---------- Selected passage ----------

Results Maternal IL-6 is significantly decreased in the obese, diabetic cohort compared with the nonobese, nondiabetic cohorts (95.28 vs. 99.48 pg/mL, p = 0.047), whereas GLP-2 is significantly increased (1.92 vs. 2.89 ng/mL, p = 0.026). Neonatal TNF-α is significantly decreased in the obese cohort compared with the nonobese cohort (12.43 vs. 13.93 pg/mL, p = 0.044). Maternal GLP-2 is significantly increased in women with excess GWG compared with those with normal GWG (2.27 vs. 1.48 ng/mL, p = 0.014). We further found that neonatal IL-6 and TNF-α are negatively correlated with maternal BMI (−0.186, p = 0.036 and –0.179, p = 0.044, respectively) and that maternal and neonatal IL-6 showed a positive correlation (0.348, p < 0.001).

Conclusion Although we observed altered levels of markers of inflammation (IL-6 and TNF-α) with maternal obesity and diabetes, no changes in LPS or endoCAb-IgM were observed. We hypothesize that the increased GLP-2 levels in maternal serum in association with excess GWG may protect against ME in pregnancy.

---------- Given entries ----------

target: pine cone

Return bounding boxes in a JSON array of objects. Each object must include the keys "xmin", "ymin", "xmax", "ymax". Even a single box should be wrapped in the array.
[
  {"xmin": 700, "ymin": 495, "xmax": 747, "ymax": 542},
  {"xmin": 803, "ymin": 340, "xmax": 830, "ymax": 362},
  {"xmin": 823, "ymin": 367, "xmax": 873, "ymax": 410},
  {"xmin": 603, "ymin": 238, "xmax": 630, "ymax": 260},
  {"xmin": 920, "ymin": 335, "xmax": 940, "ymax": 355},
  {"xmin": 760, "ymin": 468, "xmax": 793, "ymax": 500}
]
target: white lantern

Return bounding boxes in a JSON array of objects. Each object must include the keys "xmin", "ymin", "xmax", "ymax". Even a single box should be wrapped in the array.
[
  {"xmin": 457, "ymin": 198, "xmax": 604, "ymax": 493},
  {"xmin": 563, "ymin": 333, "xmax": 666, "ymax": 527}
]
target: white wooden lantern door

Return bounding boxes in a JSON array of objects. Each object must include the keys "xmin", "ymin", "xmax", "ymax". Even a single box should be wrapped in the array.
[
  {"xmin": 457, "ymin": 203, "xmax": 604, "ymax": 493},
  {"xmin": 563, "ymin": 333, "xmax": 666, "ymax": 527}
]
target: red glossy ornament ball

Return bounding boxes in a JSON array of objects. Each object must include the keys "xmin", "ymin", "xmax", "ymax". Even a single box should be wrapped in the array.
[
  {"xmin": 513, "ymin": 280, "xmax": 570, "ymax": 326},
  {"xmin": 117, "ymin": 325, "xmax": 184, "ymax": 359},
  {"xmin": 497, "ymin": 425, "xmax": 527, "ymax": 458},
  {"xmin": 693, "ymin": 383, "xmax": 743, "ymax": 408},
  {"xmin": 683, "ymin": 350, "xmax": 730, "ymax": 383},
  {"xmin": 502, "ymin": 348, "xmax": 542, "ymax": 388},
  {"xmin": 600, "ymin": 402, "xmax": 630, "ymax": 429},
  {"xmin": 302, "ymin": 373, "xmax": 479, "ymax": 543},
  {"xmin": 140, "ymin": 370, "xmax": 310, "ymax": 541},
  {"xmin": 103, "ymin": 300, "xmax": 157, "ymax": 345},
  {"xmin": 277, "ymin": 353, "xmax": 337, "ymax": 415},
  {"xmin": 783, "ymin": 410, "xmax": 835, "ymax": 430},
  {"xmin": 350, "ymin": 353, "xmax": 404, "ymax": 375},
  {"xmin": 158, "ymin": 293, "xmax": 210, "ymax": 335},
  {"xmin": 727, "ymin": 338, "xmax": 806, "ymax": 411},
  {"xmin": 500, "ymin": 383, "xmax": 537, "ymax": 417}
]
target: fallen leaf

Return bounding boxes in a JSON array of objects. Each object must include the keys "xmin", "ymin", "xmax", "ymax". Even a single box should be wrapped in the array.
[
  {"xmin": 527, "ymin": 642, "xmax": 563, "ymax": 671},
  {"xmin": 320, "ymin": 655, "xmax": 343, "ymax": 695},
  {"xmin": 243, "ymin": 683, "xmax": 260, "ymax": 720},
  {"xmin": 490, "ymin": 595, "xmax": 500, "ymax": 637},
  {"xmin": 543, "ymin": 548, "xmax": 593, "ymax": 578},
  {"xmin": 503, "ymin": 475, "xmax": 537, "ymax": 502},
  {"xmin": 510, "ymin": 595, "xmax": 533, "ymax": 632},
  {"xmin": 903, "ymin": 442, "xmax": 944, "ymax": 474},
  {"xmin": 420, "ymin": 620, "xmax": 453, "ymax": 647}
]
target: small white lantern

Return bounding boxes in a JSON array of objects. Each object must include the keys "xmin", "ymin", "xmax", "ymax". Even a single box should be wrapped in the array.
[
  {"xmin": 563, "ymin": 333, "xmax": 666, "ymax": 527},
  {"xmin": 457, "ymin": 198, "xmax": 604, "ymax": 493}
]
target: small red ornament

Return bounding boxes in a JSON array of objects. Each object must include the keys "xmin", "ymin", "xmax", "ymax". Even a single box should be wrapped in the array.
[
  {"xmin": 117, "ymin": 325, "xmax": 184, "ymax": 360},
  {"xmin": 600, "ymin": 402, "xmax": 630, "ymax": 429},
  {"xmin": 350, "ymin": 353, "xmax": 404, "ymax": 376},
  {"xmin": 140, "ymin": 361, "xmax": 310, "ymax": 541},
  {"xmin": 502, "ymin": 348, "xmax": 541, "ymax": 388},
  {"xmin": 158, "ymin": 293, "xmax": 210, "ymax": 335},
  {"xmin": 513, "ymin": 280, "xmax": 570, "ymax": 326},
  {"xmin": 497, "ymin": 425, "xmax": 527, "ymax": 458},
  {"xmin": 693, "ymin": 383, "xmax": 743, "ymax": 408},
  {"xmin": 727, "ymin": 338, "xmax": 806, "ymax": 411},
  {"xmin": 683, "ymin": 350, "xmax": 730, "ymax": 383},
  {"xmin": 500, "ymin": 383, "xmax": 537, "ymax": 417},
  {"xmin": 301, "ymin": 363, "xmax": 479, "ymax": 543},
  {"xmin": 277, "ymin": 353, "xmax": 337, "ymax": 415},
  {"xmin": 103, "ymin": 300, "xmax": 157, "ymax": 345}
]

----------

* _Exercise requirements_:
a. In the study summary above, what kind of correlation was found between maternal and neonatal IL-6?
b. From the study summary above, retype the part that opens with the words containing "Results Maternal IL-6 is" and closes with "correlation (0.348, p < 0.001).", changing nothing.

* _Task solutions_:
a. A positive correlation (0.348, p < 0.001).

b.
Results Maternal IL-6 is significantly decreased in the obese, diabetic cohort compared with the nonobese, nondiabetic cohorts (95.28 vs. 99.48 pg/mL, p = 0.047), whereas GLP-2 is significantly increased (1.92 vs. 2.89 ng/mL, p = 0.026). Neonatal TNF-α is significantly decreased in the obese cohort compared with the nonobese cohort (12.43 vs. 13.93 pg/mL, p = 0.044). Maternal GLP-2 is significantly increased in women with excess GWG compared with those with normal GWG (2.27 vs. 1.48 ng/mL, p = 0.014). We further found that neonatal IL-6 and TNF-α are negatively correlated with maternal BMI (−0.186, p = 0.036 and –0.179, p = 0.044, respectively) and that maternal and neonatal IL-6 showed a positive correlation (0.348, p < 0.001).